• [Text]
━━━━━━━━

3.1. CH4 Concentration and Corresponding δ13CH4 and δ13CO2 in Pore Water
 CH4 concentration in pore water increased obviously in the fallow season and peaked on 5 June (Figure 1a). After rice transplanting, it descended markedly but soon turned upward to a second peak on 12 October. It ranged from 6 to 398 μM L−1 in the fallow season and from 21 to 336 μM L−1 during the following rice season. Pore water CH4 was relatively constant in δ13C value, around −65‰ in the early fallow season but increased to −60‰ in the late period (Figure 1b). After rice transplanting, the value increased markedly again to about −55‰ in the beginning and nearly unchanged between July and August. Nevertheless, it declined rapidly to −68‰ at the end. In general, pore water CH4 was relatively 13C depleted, with δ13C values about −65‰ for the most of the season. CO2 in pore water exhibited a rather heterogeneous temporal variation pattern in δ13C value (Figure 1c). In the fallow season, it gradually became 13C depleted and its δ13C value decreased from −15‰ to −21‰. However, in the rice season, the value increased again to −16‰.
3.2. CH4 Concentration and Corresponding δ13CH4 in Floodwater
 As expected, CH4 concentration in floodwater was very low (<7 μM L−1) over the season and was significantly lower than that in pore water (Figure 1a). CH4 in floodwater was also measured for δ13C value (Figure 1b). After a short 13C depletion in the fallow season, floodwater CH4 first became heavier, with δ13C values from −45‰ to −34‰. Subsequently, the value decreased to −45‰ at the end. After rice transplanting, it again increased during the season from −50‰ to −40‰. Obviously, floodwater CH4 was more 13C enriched in contrast to pore water CH4 during the whole observational period (Figure 1b).
3.3. CH4 Emission and Corresponding δ13CH4
 Pronounced temporal variation of CH4 flux was observed (Figure 2). In the fallow season, a large CH4 flux was observed just 20 days before rice transplanting. Afterward, it increased quickly at the beginning of the rice season and varied significantly, peaking (23.1–29.8 mg CH4 m−2 h−1) twice in July and August, separately. Final drainage before rice harvest led to a brief increase in flux, which was followed by a rapid decrease, probably because of the fact that the CH4 stored in the soil got released after disappearance of the floodwater layer (Figure 1a). The total CH4 emission in the fallow season was 3.3 g CH4 m−2, accounting for 8.9% of the annual total emission. Significant changes in soil temperature were also recorded (Figure 2), with a mean value of 13.2°C in the fallow season and 24.4°C during the rice season. The flux tallied well with soil temperature in temporal variation, and statistical analysis also showed a significant positive correlation between the two over the season (r = 0.635 and 0.732, respectively, P <0.01).

━━━━━━━━

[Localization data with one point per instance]
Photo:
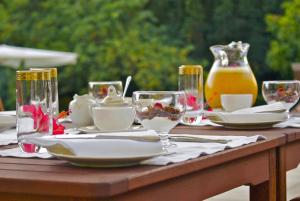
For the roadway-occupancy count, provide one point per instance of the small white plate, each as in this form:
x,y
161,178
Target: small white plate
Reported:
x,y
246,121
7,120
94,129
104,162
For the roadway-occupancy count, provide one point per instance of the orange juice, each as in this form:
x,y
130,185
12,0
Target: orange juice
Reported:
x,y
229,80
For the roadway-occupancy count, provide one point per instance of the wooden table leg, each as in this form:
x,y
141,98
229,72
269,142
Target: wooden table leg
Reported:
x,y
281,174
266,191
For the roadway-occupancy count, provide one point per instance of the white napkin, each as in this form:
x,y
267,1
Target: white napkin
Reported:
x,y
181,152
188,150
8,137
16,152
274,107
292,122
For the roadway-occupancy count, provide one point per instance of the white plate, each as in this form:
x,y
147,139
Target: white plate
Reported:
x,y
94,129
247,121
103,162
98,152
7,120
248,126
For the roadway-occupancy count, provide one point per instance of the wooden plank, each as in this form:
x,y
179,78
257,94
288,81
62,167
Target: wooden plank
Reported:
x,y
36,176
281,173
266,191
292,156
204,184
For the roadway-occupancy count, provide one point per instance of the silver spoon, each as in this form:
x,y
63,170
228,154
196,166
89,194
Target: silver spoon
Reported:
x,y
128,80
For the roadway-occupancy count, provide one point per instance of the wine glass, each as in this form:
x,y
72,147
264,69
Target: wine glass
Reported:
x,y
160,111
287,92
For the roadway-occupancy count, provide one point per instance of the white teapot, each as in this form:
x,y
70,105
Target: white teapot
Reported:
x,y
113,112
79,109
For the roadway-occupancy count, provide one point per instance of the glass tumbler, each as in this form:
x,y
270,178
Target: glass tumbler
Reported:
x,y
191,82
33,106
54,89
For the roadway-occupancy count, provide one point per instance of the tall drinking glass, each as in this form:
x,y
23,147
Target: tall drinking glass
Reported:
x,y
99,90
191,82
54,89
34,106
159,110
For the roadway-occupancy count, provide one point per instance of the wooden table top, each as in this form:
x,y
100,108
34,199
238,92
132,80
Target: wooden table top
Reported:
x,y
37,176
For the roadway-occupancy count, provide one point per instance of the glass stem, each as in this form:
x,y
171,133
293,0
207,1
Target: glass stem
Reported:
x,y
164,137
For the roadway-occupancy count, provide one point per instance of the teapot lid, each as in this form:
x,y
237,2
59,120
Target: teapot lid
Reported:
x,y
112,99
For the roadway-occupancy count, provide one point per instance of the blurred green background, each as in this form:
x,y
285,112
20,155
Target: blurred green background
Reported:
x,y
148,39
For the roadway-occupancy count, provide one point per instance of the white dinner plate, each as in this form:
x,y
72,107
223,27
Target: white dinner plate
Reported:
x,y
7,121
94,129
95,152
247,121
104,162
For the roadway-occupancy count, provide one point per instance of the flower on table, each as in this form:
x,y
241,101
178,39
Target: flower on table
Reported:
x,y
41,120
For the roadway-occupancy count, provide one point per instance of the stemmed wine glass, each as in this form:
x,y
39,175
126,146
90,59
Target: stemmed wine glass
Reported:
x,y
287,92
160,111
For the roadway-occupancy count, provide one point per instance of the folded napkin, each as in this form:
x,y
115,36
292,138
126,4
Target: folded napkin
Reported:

━━━━━━━━

• [The task] According to the methane text, what share of the annual total CH4 emission came from the fallow season? These items are separate from the methane text and are not drawn from it.

• [Task solution] 8.9%